(Records from a point labeling set)
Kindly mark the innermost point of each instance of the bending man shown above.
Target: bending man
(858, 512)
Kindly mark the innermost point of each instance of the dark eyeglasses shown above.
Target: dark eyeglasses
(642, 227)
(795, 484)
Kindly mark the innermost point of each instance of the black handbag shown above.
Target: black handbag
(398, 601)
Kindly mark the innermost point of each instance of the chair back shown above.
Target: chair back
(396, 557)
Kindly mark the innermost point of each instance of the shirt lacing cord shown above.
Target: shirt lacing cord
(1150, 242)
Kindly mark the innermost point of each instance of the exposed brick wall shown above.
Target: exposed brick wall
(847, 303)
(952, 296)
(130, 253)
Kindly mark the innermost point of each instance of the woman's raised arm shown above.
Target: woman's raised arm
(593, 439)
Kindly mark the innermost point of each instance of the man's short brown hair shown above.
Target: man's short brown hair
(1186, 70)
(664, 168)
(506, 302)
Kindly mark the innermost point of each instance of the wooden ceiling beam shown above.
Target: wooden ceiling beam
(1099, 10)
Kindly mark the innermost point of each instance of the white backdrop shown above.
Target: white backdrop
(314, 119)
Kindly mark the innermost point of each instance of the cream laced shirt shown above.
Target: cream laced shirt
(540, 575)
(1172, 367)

* * *

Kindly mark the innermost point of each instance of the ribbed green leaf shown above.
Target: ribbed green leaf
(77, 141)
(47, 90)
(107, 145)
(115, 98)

==

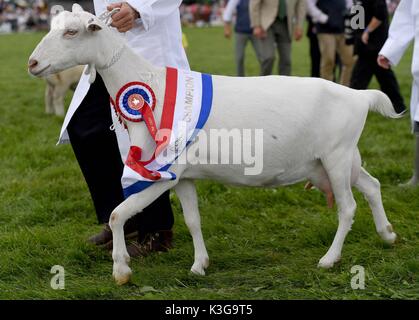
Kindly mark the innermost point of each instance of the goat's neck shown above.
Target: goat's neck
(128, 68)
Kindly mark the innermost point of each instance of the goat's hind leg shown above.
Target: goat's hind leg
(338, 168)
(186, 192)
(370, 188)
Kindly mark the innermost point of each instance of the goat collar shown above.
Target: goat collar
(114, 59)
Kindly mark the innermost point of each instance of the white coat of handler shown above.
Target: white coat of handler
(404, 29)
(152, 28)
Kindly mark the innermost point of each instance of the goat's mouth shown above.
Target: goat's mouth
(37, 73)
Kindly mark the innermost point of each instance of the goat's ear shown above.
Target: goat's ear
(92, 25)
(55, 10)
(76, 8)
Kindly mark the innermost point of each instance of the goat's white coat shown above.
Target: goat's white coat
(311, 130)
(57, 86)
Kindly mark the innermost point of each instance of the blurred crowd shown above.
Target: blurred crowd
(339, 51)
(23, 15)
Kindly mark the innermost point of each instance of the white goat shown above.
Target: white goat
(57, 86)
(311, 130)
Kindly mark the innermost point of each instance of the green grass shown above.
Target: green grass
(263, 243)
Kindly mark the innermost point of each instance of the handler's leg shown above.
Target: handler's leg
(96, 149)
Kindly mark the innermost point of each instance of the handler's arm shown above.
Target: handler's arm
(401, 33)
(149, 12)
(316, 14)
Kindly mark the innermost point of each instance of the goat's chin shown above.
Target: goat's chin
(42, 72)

What to produce:
Put the lines of the data above into a JSON list of strings, one string per line, leaving out blank lines. Begin at the line that has "Kindly mark the innermost point of each instance of the cream" and stop after the line that has "(1172, 367)".

Solution:
[
  "Kindly mark the innermost point of each instance of the cream laced shirt shown above.",
  "Target: cream laced shirt",
  "(540, 575)",
  "(1172, 367)"
]